→ WORK TASK
Word for word, restate the lines of the data from the first through the one containing "The even-odd rule governs holes.", and nothing else.

→ WORKING DATA
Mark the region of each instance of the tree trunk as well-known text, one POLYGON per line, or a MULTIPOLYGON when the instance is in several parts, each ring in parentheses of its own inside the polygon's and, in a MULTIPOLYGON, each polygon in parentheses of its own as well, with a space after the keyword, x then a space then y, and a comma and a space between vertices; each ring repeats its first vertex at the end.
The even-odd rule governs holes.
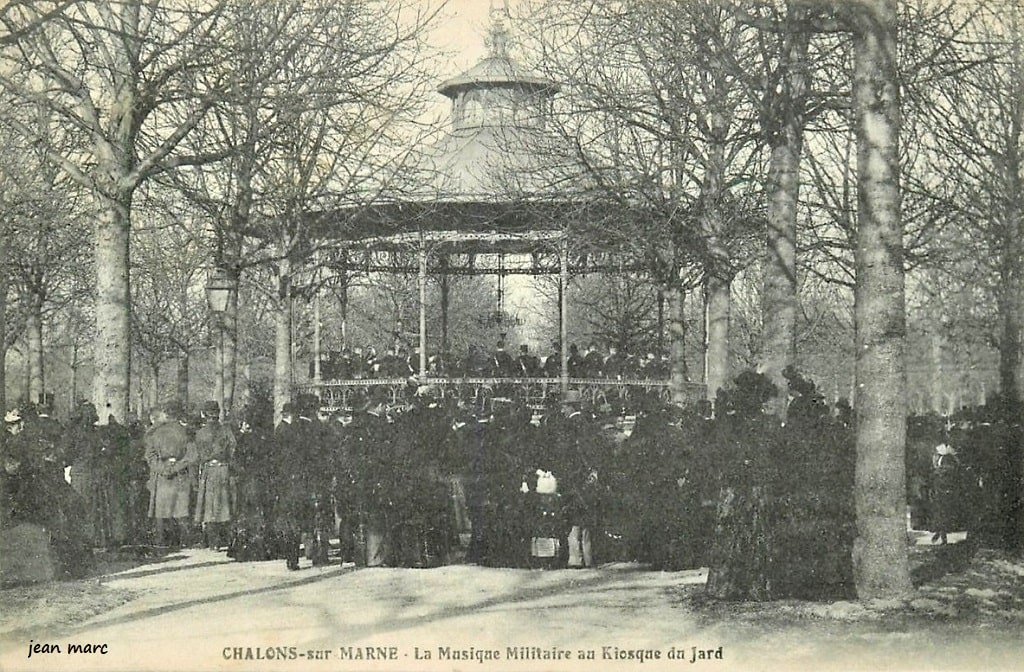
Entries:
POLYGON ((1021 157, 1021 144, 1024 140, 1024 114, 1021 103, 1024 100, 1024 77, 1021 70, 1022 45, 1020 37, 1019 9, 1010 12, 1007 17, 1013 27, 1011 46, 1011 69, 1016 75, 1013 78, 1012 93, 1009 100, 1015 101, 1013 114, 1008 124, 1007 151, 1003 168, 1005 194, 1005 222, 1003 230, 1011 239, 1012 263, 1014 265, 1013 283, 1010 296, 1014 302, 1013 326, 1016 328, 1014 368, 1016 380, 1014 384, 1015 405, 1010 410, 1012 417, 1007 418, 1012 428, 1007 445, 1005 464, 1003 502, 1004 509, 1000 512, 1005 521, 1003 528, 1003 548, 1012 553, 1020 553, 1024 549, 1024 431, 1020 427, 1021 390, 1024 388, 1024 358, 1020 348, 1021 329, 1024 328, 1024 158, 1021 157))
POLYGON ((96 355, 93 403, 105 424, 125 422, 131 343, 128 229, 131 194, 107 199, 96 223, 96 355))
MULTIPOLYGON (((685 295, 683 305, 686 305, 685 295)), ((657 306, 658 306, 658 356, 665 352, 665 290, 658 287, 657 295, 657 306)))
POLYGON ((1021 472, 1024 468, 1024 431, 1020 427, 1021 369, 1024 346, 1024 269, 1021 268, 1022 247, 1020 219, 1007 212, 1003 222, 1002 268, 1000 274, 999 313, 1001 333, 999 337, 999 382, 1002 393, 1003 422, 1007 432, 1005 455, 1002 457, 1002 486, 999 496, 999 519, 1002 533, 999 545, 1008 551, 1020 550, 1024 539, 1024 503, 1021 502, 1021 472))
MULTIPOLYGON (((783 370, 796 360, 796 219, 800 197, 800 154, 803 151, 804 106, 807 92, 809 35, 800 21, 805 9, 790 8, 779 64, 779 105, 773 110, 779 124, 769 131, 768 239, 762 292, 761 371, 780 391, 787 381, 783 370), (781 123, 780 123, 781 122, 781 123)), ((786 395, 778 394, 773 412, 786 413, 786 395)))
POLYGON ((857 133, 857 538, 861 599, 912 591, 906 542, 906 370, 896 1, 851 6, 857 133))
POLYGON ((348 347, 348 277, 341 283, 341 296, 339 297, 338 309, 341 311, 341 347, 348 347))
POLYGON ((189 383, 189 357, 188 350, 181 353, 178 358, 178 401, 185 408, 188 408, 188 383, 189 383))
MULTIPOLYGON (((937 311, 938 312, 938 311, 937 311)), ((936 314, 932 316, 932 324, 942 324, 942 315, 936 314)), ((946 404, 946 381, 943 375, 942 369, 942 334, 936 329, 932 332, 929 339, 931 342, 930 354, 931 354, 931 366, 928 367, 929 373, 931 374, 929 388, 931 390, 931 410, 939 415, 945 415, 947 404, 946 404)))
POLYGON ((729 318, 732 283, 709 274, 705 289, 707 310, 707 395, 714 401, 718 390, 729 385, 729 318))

→ RESPONSE AREA
Mark the region of each instance of the tree trunk as well-known text, one POLYGON per line, or a MULTIPOLYGON when the instance is in several parts, each ring in parentheses of its own inside the polygon's and, in a MULTIPOLYGON, each polygon in parentheses of its own as well, with a space after the keyword, x then a space then y, and a comma and a space between vertices; each ring repeats its first vertex at the end.
The even-odd rule governs holes.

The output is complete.